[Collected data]
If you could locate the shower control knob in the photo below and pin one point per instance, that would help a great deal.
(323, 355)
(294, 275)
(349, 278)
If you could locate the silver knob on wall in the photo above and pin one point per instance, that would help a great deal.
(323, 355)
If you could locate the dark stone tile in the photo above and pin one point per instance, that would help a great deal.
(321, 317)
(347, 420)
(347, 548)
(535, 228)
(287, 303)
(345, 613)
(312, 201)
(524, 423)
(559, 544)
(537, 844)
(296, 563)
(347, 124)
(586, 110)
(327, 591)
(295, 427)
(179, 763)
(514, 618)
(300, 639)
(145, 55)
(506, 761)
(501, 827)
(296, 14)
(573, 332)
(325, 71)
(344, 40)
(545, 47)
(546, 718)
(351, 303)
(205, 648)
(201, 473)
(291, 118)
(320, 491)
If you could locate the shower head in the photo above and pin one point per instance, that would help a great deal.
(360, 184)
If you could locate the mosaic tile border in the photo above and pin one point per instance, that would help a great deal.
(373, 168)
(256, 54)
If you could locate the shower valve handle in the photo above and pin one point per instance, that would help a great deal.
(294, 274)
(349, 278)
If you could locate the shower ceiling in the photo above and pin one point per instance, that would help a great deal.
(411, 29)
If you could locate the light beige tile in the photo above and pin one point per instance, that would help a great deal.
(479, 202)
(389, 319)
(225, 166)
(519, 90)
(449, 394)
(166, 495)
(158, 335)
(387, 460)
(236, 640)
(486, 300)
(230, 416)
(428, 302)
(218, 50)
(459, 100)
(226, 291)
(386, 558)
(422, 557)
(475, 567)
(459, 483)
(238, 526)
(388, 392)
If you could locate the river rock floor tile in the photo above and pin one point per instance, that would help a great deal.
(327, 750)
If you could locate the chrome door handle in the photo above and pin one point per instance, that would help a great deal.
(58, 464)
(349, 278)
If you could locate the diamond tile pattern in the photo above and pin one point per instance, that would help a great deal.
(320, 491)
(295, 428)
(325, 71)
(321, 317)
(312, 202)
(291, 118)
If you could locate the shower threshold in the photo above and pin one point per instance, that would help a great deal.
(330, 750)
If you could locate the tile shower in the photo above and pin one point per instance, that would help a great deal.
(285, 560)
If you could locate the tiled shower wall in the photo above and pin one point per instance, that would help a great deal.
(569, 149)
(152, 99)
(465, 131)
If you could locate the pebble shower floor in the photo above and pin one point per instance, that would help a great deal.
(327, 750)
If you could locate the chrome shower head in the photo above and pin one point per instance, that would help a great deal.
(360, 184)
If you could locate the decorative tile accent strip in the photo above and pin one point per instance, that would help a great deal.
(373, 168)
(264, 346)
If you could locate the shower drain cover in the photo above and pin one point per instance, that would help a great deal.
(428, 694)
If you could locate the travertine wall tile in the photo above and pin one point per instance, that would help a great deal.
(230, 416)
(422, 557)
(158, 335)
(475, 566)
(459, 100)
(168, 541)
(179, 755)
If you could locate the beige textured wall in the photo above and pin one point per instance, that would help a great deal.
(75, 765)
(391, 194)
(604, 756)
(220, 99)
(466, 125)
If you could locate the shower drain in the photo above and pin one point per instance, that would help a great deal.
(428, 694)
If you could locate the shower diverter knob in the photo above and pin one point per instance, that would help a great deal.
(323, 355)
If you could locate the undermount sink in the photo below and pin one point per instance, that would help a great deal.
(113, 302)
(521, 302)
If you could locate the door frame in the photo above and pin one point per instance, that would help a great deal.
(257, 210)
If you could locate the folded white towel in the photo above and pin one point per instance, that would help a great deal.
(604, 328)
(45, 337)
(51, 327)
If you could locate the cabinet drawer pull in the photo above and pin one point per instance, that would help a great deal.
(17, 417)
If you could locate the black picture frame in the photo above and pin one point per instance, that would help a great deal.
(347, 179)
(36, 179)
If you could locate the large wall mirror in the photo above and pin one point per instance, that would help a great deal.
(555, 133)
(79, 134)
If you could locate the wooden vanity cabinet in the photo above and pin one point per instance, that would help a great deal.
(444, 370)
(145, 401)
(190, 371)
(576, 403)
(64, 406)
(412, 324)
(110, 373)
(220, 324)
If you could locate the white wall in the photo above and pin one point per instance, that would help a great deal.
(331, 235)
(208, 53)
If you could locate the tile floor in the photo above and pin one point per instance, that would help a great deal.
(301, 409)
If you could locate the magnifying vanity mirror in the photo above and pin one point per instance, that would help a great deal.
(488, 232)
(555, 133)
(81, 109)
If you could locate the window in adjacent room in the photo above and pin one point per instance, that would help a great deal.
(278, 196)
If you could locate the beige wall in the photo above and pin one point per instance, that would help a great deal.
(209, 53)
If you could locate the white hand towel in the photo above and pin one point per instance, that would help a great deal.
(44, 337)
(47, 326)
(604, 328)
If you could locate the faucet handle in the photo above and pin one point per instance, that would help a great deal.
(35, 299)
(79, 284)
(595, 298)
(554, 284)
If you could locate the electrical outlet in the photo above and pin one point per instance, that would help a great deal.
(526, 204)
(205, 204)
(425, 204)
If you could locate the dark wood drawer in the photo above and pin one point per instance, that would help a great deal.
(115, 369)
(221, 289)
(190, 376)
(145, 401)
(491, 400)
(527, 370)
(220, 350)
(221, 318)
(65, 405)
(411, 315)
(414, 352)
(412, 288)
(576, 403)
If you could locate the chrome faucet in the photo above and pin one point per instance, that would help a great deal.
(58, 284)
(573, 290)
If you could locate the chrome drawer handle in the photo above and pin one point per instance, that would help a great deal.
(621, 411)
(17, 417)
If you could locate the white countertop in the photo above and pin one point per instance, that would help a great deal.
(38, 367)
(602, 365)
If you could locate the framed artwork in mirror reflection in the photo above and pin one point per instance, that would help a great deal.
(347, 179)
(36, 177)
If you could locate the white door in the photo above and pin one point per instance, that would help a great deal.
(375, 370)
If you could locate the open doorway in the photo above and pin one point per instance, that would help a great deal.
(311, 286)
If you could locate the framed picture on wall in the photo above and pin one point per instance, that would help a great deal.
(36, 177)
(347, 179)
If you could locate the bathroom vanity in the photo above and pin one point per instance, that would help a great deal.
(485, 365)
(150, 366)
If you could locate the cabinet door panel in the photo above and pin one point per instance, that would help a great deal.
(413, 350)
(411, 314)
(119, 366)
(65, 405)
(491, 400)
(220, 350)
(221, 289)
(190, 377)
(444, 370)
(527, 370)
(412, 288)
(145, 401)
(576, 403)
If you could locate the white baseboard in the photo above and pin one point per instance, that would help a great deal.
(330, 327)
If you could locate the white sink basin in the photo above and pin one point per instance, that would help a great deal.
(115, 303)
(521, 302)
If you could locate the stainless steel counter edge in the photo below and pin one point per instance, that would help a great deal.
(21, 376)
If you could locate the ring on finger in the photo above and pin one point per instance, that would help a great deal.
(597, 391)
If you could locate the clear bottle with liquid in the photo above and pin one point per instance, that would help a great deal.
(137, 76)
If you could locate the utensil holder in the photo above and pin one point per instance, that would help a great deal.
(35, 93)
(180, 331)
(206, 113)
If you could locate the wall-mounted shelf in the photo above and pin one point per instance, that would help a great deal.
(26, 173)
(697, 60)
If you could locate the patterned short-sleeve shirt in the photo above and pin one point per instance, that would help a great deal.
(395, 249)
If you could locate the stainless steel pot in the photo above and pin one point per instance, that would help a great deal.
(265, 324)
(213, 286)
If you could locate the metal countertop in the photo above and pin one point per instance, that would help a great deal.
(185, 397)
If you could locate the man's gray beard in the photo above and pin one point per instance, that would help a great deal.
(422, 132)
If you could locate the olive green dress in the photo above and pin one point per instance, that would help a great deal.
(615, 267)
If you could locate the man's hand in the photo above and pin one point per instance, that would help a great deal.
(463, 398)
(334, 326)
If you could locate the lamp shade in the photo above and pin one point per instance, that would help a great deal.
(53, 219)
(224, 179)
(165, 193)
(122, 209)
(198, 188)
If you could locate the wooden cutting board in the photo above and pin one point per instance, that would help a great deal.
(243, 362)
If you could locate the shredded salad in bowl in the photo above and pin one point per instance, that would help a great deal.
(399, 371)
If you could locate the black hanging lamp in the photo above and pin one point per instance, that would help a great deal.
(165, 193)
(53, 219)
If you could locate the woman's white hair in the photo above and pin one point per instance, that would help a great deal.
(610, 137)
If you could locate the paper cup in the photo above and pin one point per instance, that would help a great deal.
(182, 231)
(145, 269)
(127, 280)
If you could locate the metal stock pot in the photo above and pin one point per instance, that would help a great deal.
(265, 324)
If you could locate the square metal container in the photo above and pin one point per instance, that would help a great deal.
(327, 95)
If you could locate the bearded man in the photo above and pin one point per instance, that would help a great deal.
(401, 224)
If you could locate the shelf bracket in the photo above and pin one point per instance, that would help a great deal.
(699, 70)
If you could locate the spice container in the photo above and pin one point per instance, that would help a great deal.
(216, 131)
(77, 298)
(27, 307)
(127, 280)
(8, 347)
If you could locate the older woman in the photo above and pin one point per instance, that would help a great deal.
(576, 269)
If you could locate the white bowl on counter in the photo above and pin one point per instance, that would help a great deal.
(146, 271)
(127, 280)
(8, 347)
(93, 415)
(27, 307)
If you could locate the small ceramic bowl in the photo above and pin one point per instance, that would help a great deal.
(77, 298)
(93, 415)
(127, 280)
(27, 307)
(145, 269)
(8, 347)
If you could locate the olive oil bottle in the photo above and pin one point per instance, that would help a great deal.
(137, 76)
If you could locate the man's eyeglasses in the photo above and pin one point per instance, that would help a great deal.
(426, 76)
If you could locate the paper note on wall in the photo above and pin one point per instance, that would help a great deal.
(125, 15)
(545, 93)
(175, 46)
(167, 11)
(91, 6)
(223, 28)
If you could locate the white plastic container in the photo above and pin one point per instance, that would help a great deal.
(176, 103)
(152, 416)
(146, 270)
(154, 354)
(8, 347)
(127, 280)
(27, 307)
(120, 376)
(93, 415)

REQUEST →
Copy out, word for word, the lines of the records starting at the line that contains "If you could locate the spice" and continuing through the final line of the records.

WORKED ANSWER →
If you could locate the spice container in the photo above and pin one point per instance, that would help a great deal.
(216, 131)
(77, 298)
(27, 307)
(127, 280)
(8, 347)
If you could locate the older woman in the photo above and pin one point per instance, that would help a great deal.
(576, 269)
If you could locate the white bowl on counter in the photo above and pin one point per instance, that would help a great deal.
(146, 271)
(127, 280)
(8, 347)
(93, 415)
(27, 307)
If you could locate the small ceramic bowl in the photo above and pin one point per instance, that would help a great deal.
(77, 298)
(93, 415)
(127, 280)
(27, 307)
(145, 269)
(8, 347)
If you could locate the olive oil bottle in the photo above and pin one point per instance, that would help a great deal.
(137, 76)
If you could locate the man's eyeglasses in the photo above and pin one point per instance, that would help a great deal.
(426, 76)
If you could locate the paper note on wall in the photo above and pin one point per instance, that would help a great deal.
(125, 15)
(545, 93)
(175, 46)
(167, 11)
(91, 6)
(223, 28)
If you could locate the white plastic container in the photo above and pin one point per instance, that would help a great deal.
(176, 103)
(152, 416)
(146, 270)
(154, 354)
(8, 347)
(127, 280)
(27, 307)
(120, 376)
(93, 415)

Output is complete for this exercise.